> _SOURCE EXTRACT_
[start]
From mboxrd@z Thu Jan  1 00:00:00 1970
From: "Prakash, Prashanth" <pprakash@codeaurora.org>
Subject: Re: [PATCH V2 3/5] ACPI/CPPC: support for batching CPPC requests
Date: Mon, 8 Aug 2016 18:09:56 -0600
Message-ID: <bf9134cd-3055-d4e3-652a-a8dee0aa9e26@codeaurora.org>
References: <1469562328-10201-1-git-send-email-pprakash@codeaurora.org>
 <1469562328-10201-4-git-send-email-pprakash@codeaurora.org>
Mime-Version: 1.0
Content-Type: text/plain; charset=windows-1252
Content-Transfer-Encoding: 7bit
Return-path: <linux-acpi-owner@vger.kernel.org>
Received: from smtp.codeaurora.org ([198.145.29.96]:39267 "EHLO
	smtp.codeaurora.org" rhost-flags-OK-OK-OK-OK) by vger.kernel.org
	with ESMTP id S1751596AbcHIAKA (ORCPT
	<rfc822;linux-acpi@vger.kernel.org>); Mon, 8 Aug 2016 20:10:00 -0400
In-Reply-To: <1469562328-10201-4-git-send-email-pprakash@codeaurora.org>
Sender: linux-acpi-owner@vger.kernel.org
List-Id: linux-acpi@vger.kernel.org
To: linux-acpi@vger.kernel.org
Cc: rjw@rjwysocki.net, alexey.klimov@arm.com, hotran@apm.com, cov@codeaurora.org

Hi Alexey,

On 7/26/2016 1:45 PM, Prashanth Prakash wrote:
> CPPC defined in section 8.4.7 of ACPI 6.0 specification suggests
> "To amortize the cost of PCC transactions, OSPM should read or write
> all PCC registers via a single read or write command when possible"
> This patch enables opportunistic batching of frequency transition
> requests whenever the request happen to overlap in time.
>
> Currently the access to pcc is serialized by a spin lock which does
> not scale well as we increase the number of cores in the system. This
> patch improves the scalability by allowing the differnt CPU cores to
> update PCC subspace in parallel and by batching requests which will
> reduce the certain types of operation(checking command completion bit,
> ringing doorbell) by a significant margin.
>
> Profiling shows significant improvement in the overall effeciency
> to service freq. transition requests. With this patch we observe close
> to 30% of the frequency transition requests being batched with other
> requests while running apache bench on a ARM platform with 6
> independent domains(or sets of related cpus).
>
> Cc: "Rafael J. Wysocki" <rjw@rjwysocki.net>
> Signed-off-by: Prashanth Prakash <pprakash@codeaurora.org>
> ---
>  drivers/acpi/cppc_acpi.c | 176 +++++++++++++++++++++++++++++++++++++++--------
>  1 file changed, 147 insertions(+), 29 deletions(-)
[end]
> _GIVEN ENTRIES_
[start]
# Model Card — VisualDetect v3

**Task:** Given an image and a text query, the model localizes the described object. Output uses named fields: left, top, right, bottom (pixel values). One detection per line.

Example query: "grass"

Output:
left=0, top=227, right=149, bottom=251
[end]
> _THINGS TO DO_
1. Translate this sentence from the patch email into Spanish: "Currently the access to pcc is serialized by a spin lock which does not scale well as we increase the number of cores in the system."
2. According to the patch email, about what share of frequency transition requests was batched with other requests while apache bench ran on the ARM platform?
Rely only on the patch email, not on the data.

> _COMPLETE ANSWERS_
1. Actualmente, el acceso a pcc está serializado mediante un spin lock, que no escala bien a medida que aumentamos el número de núcleos del sistema.

2. Close to 30% of the frequency transition requests.